_Data supplied_

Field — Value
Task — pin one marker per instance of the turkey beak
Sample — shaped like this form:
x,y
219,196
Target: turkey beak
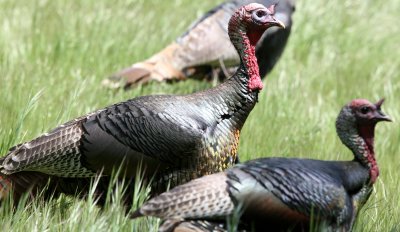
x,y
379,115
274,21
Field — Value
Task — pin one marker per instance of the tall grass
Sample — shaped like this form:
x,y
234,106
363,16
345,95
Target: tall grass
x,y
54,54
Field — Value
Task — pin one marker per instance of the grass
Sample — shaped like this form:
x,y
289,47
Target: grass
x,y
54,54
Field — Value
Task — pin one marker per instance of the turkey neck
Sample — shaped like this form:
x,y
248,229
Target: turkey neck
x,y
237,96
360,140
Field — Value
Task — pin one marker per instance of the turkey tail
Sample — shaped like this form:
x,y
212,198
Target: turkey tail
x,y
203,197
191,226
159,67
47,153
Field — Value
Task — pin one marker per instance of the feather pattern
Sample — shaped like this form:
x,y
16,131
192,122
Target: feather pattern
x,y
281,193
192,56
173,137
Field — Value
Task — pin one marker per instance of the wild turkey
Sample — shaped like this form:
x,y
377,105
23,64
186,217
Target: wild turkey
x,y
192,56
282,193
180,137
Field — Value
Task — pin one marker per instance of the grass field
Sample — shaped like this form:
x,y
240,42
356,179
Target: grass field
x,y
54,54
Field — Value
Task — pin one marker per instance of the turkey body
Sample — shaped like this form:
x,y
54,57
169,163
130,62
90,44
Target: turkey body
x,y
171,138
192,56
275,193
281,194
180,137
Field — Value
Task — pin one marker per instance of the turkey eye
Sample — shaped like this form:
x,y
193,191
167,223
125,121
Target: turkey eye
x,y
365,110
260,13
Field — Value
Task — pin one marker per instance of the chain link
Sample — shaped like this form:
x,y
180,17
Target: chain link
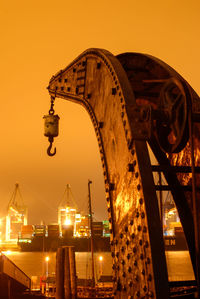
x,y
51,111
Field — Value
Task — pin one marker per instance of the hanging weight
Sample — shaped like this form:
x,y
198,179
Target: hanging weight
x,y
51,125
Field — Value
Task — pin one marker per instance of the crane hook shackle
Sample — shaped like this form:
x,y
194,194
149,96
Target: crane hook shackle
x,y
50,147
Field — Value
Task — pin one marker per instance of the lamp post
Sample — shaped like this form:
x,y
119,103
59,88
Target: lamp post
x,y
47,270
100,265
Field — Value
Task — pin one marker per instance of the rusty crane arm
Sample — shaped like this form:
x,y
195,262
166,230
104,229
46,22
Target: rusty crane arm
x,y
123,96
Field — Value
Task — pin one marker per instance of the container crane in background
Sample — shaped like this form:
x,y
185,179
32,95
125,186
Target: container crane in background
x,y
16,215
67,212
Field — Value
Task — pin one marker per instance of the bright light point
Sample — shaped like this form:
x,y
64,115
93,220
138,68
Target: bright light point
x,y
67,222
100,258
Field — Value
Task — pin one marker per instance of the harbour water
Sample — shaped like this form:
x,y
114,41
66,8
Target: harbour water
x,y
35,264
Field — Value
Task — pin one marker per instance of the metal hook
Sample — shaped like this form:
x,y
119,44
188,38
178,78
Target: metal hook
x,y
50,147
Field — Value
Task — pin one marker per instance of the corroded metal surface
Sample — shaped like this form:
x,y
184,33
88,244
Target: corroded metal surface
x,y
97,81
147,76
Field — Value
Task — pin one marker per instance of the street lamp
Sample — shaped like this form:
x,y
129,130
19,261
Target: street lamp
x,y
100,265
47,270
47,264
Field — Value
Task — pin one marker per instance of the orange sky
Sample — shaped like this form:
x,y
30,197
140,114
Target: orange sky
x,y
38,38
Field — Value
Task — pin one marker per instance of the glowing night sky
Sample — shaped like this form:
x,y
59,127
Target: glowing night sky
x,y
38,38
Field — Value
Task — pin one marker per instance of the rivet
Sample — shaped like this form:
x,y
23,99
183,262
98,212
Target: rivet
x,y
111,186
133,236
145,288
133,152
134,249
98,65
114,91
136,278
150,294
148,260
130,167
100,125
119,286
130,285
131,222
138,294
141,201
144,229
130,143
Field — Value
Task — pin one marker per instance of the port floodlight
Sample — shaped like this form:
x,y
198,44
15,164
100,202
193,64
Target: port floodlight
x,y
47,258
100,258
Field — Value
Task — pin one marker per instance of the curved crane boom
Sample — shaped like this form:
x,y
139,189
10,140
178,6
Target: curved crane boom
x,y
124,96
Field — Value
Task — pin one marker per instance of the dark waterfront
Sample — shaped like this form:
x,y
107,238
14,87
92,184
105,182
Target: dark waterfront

==

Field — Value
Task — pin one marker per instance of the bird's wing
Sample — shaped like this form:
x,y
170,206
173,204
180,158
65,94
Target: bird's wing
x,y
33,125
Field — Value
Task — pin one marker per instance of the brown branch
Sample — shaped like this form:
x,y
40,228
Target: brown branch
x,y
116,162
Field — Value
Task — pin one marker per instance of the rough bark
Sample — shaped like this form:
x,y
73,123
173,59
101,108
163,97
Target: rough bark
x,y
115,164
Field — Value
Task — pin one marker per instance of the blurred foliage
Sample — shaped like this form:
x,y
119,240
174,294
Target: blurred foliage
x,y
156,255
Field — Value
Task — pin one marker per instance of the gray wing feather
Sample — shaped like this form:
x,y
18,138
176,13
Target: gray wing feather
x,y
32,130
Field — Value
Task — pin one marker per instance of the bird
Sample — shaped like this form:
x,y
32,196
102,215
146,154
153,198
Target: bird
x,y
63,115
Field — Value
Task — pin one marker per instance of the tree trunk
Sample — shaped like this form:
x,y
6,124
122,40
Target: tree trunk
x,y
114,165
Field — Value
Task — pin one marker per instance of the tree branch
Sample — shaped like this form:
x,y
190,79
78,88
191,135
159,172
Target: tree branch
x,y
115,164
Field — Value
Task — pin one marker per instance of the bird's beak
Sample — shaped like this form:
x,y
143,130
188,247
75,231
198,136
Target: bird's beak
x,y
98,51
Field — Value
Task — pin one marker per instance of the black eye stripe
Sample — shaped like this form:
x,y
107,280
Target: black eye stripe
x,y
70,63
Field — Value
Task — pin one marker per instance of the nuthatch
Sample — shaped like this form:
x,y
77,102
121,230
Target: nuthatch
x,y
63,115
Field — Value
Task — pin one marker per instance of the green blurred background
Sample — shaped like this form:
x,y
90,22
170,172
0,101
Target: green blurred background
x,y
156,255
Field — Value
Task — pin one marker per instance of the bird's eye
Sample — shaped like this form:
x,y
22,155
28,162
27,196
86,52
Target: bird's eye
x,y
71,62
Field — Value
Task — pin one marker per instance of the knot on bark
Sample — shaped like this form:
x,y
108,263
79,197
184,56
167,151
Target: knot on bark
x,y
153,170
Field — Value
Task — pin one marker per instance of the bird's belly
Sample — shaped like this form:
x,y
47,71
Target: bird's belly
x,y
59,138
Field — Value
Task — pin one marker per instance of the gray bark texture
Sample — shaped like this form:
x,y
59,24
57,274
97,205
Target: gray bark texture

...

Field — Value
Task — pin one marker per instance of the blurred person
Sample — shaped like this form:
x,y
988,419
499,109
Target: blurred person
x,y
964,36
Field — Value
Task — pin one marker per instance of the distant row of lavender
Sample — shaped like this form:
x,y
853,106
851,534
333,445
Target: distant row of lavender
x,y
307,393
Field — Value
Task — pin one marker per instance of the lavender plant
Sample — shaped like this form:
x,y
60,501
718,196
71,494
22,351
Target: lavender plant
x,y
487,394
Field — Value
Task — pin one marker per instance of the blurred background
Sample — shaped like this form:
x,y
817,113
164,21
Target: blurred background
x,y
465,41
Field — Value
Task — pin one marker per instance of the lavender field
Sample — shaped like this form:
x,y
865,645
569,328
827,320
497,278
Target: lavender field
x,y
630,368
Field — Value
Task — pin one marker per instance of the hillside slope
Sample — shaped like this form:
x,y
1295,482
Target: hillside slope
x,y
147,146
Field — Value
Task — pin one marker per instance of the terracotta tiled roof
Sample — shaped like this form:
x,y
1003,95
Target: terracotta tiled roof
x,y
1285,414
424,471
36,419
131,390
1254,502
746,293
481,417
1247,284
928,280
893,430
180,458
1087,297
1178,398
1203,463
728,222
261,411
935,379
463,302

_Required action_
Your reply should hold every line from the data that contains "dark", copied in full.

_Exercise output_
Task — pin one marker per instance of the dark waterfront
Target: dark waterfront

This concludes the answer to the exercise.